TASK INSTRUCTIONS:
(1) List every individual character named in the plot summary about Mariel and Lord Rawnblade.
(2) Reproduce everything in the plot summary about Mariel and Lord Rawnblade from "Down south in" down to "course for Terramort.".
(3) Carry on the plot summary about Mariel and Lord Rawnblade, picking up after its final sentence.

++++ PASSAGE PROVIDED ++++

Mariel and her companions followed the path and entered a dense forest. In this forest, they detected a strange, cloying smell that induced drowsiness. The party fell asleep, and awoke to find themselves trussed to a tree, surrounded by creatures shrouded in barkcloth and weeds. They had been captured by a tribe of weasels called the Flitchaye and their leader Snidjer. Mariel broke them free of their bonds and beat furiously on the oak until help arrived in the form of a massive barn owl, Stonehead McGurney. The aptly named owl used his head as a battering ram, flinging the hapless weasels over the treetops. After introducing Mariel and company to his savage wife Thunderbeak and their four ravenous chicks, Stonehead offered to take them to the next location, the "swampdark", mentioned in the poem the next morning.

Down south in Salamandastron, Lord Rawnblade was missing. The Waveblade, under Captain Orgeye, was grounded near Salamandastron and the badger lord came out of his mountain to do battle. Full of the Bloodwrath, Rawnblade slayed the entire corsair crew singlehandedly and set the ship on a course for Terramort.

++++ ENTRIES ++++

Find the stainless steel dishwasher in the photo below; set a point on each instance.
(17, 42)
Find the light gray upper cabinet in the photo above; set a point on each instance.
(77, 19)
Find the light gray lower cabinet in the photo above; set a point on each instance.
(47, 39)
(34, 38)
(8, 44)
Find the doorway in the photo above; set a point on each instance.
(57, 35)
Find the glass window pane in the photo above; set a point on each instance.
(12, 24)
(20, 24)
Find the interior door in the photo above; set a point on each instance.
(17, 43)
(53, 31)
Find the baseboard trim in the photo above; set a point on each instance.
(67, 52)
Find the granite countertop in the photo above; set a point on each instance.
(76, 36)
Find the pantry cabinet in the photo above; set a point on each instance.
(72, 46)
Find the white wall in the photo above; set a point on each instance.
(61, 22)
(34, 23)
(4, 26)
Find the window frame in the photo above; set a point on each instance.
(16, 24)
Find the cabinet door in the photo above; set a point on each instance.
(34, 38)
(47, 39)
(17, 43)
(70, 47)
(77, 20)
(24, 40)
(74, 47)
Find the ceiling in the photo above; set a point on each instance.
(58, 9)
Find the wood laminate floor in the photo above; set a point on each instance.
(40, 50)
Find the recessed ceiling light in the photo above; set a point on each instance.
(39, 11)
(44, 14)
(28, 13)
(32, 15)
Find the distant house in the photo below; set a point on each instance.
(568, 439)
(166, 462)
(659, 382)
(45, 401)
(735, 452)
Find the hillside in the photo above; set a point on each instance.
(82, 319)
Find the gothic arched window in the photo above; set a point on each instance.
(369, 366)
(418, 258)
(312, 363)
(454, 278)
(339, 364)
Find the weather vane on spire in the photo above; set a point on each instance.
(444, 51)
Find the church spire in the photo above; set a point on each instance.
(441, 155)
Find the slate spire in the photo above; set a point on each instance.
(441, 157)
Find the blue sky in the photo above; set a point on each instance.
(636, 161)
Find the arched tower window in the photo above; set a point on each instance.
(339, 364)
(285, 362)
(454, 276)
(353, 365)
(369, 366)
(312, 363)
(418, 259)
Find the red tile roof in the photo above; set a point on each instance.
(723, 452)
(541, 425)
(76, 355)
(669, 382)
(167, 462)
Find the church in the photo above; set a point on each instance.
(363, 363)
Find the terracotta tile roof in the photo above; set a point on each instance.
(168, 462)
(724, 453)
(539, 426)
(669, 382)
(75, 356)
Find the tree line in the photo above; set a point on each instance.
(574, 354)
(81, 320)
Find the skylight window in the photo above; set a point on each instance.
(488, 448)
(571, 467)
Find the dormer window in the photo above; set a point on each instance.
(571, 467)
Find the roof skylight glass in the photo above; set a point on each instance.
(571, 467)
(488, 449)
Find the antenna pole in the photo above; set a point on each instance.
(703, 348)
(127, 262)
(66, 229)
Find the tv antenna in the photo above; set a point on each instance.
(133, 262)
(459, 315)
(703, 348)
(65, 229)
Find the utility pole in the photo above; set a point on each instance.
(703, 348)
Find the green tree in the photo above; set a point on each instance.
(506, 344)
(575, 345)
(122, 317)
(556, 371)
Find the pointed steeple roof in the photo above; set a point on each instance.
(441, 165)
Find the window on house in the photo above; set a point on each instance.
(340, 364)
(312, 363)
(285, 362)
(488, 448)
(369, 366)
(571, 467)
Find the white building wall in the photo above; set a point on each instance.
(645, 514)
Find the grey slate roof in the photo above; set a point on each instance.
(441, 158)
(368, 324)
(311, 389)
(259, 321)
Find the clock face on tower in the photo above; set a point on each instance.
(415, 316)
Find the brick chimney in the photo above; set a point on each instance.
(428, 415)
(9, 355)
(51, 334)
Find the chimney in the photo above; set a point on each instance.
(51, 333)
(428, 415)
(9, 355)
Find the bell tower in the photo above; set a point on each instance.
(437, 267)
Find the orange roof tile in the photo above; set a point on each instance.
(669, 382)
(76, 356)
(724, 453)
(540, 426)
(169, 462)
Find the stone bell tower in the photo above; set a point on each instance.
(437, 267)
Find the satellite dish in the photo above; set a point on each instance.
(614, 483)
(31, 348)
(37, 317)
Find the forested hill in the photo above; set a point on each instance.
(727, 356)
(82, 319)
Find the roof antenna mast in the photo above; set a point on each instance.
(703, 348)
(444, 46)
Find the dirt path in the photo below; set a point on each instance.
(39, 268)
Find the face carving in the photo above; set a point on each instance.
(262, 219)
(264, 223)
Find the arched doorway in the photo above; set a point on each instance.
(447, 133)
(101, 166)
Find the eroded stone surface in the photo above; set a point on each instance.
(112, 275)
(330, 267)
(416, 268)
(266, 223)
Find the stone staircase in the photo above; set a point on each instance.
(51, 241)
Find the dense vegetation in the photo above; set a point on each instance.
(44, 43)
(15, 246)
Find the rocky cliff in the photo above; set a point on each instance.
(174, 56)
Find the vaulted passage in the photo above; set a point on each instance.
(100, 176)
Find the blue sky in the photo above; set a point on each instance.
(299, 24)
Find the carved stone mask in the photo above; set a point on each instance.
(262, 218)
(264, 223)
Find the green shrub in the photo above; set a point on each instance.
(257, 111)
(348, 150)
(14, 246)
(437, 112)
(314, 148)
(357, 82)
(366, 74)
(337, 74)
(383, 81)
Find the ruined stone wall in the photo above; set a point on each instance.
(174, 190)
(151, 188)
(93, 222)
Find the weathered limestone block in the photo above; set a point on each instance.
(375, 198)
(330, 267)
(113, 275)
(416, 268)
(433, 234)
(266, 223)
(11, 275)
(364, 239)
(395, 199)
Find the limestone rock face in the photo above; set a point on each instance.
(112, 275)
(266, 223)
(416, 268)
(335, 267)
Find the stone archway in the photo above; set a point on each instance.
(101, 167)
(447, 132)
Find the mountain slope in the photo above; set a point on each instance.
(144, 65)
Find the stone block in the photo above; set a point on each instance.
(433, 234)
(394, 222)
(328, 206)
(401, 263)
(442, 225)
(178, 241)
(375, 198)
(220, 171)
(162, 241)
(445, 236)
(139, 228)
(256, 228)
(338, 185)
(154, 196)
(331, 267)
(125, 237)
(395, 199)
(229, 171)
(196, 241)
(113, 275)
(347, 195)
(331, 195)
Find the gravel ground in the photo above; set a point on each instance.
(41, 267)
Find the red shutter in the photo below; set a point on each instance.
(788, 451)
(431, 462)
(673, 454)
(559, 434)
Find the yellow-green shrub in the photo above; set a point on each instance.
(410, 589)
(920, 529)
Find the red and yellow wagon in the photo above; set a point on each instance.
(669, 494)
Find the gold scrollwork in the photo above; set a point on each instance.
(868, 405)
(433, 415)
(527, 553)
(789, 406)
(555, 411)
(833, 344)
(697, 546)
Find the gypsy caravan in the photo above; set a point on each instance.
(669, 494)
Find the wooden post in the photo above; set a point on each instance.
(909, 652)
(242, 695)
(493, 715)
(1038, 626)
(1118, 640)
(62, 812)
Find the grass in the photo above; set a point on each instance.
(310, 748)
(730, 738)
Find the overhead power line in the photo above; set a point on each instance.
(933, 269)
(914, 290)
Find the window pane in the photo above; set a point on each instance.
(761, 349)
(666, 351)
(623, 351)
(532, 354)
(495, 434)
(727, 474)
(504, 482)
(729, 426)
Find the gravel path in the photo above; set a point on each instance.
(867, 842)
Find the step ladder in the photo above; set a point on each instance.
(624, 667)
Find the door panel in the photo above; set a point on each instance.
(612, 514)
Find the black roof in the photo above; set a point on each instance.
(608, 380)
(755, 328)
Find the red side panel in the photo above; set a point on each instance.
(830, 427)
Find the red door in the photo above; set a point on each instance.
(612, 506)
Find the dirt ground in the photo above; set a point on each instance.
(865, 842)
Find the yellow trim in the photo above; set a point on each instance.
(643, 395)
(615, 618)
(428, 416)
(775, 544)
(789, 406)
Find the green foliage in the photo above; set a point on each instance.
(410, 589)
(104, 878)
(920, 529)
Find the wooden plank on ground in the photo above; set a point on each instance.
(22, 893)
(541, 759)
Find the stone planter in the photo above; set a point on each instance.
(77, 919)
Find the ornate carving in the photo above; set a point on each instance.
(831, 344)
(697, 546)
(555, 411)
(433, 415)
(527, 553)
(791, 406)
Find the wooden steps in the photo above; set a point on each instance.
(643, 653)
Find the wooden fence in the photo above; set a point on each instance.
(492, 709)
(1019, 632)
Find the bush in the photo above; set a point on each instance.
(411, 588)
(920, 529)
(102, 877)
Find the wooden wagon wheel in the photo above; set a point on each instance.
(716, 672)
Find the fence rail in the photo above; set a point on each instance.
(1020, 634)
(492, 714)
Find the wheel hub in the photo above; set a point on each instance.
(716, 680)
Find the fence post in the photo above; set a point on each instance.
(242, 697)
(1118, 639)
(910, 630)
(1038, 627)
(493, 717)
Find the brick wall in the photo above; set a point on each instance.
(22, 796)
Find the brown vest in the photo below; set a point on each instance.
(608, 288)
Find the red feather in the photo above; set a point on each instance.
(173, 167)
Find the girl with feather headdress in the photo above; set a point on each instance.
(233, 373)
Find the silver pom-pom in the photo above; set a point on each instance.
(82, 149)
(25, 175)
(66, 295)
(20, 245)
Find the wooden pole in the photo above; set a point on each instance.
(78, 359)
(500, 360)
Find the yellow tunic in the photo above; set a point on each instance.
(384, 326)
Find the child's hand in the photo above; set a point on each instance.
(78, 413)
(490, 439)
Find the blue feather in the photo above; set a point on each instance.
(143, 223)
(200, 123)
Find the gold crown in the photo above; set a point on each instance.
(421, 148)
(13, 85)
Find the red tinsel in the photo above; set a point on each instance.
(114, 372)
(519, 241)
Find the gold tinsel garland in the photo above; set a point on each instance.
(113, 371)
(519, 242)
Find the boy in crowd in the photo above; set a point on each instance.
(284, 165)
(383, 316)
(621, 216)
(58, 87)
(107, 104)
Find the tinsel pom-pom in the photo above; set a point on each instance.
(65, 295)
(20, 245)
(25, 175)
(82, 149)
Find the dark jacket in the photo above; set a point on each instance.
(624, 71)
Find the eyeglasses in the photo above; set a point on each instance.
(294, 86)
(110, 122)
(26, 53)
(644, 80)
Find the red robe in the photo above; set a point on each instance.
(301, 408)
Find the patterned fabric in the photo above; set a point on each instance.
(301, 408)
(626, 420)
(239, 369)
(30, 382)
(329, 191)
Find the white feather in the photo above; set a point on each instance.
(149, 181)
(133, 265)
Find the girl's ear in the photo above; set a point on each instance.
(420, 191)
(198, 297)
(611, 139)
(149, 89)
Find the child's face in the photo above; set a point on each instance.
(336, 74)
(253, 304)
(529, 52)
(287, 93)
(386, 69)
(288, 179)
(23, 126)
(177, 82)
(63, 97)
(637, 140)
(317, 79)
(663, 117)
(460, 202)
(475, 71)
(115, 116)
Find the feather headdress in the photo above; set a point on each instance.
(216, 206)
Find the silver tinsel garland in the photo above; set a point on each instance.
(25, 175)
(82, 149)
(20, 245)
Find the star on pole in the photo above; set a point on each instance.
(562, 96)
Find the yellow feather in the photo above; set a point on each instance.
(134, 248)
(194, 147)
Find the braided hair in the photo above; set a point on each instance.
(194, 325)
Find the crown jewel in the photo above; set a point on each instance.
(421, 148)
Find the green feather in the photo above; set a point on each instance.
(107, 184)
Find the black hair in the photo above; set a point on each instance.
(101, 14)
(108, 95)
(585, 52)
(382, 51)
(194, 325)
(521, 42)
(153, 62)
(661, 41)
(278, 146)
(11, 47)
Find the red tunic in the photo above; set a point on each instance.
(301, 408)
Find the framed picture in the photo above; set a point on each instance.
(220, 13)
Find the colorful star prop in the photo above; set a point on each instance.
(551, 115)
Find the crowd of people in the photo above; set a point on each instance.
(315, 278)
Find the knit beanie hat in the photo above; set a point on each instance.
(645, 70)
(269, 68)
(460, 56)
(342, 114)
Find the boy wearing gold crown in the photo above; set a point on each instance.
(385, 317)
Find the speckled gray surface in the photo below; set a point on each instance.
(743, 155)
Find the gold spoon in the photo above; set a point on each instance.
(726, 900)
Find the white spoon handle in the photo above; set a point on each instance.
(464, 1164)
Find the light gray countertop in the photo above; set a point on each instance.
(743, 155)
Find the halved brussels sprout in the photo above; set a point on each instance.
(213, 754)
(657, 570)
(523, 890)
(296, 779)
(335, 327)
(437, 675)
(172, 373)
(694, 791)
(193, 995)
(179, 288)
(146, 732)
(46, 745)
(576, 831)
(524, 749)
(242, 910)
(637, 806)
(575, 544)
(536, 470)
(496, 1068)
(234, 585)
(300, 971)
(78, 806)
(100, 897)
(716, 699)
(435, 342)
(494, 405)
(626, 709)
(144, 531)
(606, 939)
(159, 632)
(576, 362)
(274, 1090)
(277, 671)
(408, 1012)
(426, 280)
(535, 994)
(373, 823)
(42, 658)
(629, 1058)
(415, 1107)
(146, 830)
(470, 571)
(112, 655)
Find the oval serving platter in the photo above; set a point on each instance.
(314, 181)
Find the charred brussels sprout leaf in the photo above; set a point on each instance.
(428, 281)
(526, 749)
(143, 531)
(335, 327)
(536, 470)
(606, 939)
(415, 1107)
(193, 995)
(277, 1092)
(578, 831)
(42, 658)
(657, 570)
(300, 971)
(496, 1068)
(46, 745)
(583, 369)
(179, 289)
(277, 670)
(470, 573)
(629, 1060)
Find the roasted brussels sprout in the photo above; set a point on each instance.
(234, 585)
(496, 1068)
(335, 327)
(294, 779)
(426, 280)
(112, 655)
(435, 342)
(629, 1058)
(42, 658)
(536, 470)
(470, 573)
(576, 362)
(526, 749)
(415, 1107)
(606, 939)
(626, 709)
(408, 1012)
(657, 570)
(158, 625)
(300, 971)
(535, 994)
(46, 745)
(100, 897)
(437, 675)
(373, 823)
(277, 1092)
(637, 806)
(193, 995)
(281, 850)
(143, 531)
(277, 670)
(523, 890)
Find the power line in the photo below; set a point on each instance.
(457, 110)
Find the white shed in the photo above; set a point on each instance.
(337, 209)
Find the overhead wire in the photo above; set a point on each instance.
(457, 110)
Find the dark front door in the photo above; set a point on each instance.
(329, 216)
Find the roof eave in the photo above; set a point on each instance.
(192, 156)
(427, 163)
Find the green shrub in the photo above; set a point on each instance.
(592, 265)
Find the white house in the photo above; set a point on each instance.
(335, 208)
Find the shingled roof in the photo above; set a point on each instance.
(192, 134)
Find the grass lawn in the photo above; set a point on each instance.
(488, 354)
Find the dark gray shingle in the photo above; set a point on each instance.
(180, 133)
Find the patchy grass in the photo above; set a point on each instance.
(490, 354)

++++

ANSWERS GIVEN:
(1) Mariel, Snidjer, Stonehead McGurney, Thunderbeak, Lord Rawnblade, Captain Orgeye

(2)
Down south in Salamandastron, Lord Rawnblade was missing. The Waveblade, under Captain Orgeye, was grounded near Salamandastron and the badger lord came out of his mountain to do battle. Full of the Bloodwrath, Rawnblade slayed the entire corsair crew singlehandedly and set the ship on a course for Terramort.

(3)
==== Swampdark and the Sea ====
Near Redwall, the ship's crew returned to Greypatch, who had formulated a fail-proof plan to take Redwall. Greypatch sent Bigfang to burn the gates with a shield of oarslaves. The pirate Kybo went to the east wall with grappling hooks to mount a surprise attack, while Greypatch's company fired a barrage of projectiles as a distraction. At first, his feint attack appeared to be working and Kybo's crew nearly scaled the east wall unnoticed. Unfortunately for the searats, three naughty Dibbuns equipped with knives appeared and gleefully sliced through the searats' ropes. It was a long drop to the forest floor below...

The Terramort questers were guided to swampdark, where Stonehead left them. The dimly-lit swamp proved treacherous, and Dandin almost lost his life in a bog. Nevertheless, the party finally reached the edge of the swamp, but became aware that they had been followed by a group of silent lizards. Mariel attempted to challenge and intimidate them, but the lizards made no move. The party left the swamp and traversed some hills to reach the coastline. There, they met a kindly old dormouse named Bobbo, who brought them home for tea. After introducing them to his pet newt Firl, Bobbo told them his life story— he was captured by Gabool the Wild and became a galley slave, but was left for dead.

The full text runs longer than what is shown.